■ **DIRECTIONS FOR THIS TASK**: For every record below, write out an exact copy.

━━━━━ RECORDS FOR THE TASK

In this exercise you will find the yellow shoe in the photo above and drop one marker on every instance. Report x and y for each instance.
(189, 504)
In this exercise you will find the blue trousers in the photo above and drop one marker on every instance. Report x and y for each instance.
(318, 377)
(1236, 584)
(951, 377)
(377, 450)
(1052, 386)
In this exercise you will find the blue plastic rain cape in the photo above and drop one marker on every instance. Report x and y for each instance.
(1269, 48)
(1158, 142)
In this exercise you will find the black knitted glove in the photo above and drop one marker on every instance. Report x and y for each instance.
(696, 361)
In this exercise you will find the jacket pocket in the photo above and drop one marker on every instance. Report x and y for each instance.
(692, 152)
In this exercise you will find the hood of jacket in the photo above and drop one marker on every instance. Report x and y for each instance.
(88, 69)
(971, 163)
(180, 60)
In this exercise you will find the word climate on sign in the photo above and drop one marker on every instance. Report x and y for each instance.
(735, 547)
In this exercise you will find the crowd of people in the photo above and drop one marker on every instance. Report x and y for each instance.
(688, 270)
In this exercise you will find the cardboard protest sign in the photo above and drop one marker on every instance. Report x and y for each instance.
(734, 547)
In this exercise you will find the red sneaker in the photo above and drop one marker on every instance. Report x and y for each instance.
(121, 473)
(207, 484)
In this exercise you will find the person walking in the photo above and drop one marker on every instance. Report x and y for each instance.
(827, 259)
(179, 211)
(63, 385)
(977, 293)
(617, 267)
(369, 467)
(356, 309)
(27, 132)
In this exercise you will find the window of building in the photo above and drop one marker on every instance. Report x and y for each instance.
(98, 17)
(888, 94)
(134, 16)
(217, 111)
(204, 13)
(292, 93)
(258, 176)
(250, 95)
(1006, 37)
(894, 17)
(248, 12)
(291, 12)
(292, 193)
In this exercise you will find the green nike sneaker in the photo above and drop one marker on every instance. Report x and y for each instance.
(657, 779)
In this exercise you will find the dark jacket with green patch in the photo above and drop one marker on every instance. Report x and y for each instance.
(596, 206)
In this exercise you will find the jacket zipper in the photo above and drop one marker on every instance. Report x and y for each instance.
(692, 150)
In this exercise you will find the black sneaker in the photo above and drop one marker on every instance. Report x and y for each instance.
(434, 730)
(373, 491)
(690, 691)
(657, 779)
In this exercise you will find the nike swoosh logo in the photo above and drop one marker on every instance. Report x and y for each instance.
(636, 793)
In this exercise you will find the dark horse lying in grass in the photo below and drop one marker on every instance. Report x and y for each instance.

━━━━━━━━━━

■ **EXERCISE OUTPUT**:
In this exercise you will find the yellow shoe in the photo above and drop one marker on every instance. Report x and y for each instance.
(189, 504)
In this exercise you will find the blue trousers in the photo above and drop one marker on every instance. Report x and y for each instance.
(318, 377)
(1236, 584)
(951, 377)
(377, 450)
(1052, 386)
In this exercise you will find the blue plastic rain cape in the photo above and drop one marker on every instance. Report x and y for each instance.
(1269, 48)
(1158, 142)
In this exercise you will find the black knitted glove in the photo above and drop one marker on every instance. Report x and y for each instance.
(696, 361)
In this exercise you will find the jacket pocket in the photo above and drop one marker on every instance. Report x and y for each instance.
(692, 152)
In this exercise you will find the hood of jacket in the photo above and drop one marker on every instance. Report x and y for each instance.
(88, 69)
(971, 163)
(180, 60)
In this exercise you will find the word climate on sign in the photo above and drop one marker on every instance. Report x and y for each instance.
(735, 547)
In this exercise you will find the crowd of people in the photo above and drop one marker on every instance. Report x and y for each instance.
(688, 270)
In this exercise you will find the cardboard protest sign in the photo above and drop one marker on every instance. Report x and y for each instance.
(734, 547)
In this exercise you will find the red sneaker in the photo above and drop one marker on every instance. Report x and y for each instance.
(121, 473)
(207, 484)
In this exercise you will find the person walking in the photo above and drop one marker on every instance. Report x and y for each instance.
(827, 259)
(179, 211)
(63, 385)
(977, 293)
(617, 267)
(369, 467)
(356, 309)
(27, 132)
In this exercise you will find the window of building in the photo above and drop one marker on every instance. Report x and y for each instance.
(98, 17)
(888, 94)
(134, 16)
(217, 111)
(204, 13)
(292, 93)
(258, 176)
(250, 95)
(1006, 37)
(894, 17)
(248, 12)
(291, 12)
(292, 193)
In this exercise you will find the green nike sneaker in the photo above and drop one marker on every instance. Report x and y for each instance.
(657, 779)
In this exercise you will find the dark jacket with green patch in the photo above and drop one marker on every instance. Report x and y for each instance.
(596, 206)
In this exercise you will find the jacket zipper in the photo above and drop one marker on every instance. Report x and y for each instance.
(692, 150)
In this exercise you will find the black sneaker in the photo above and drop one marker on every instance. Report x and y for each instance.
(434, 730)
(373, 491)
(690, 691)
(657, 779)
In this exercise you will find the nike swoosh logo in the photo above and drop one marker on every instance. Report x and y for each instance.
(636, 793)
In this exercise you will find the dark horse lying in grass in the photo below and drop one marker on every instance. Report x and y for each instance.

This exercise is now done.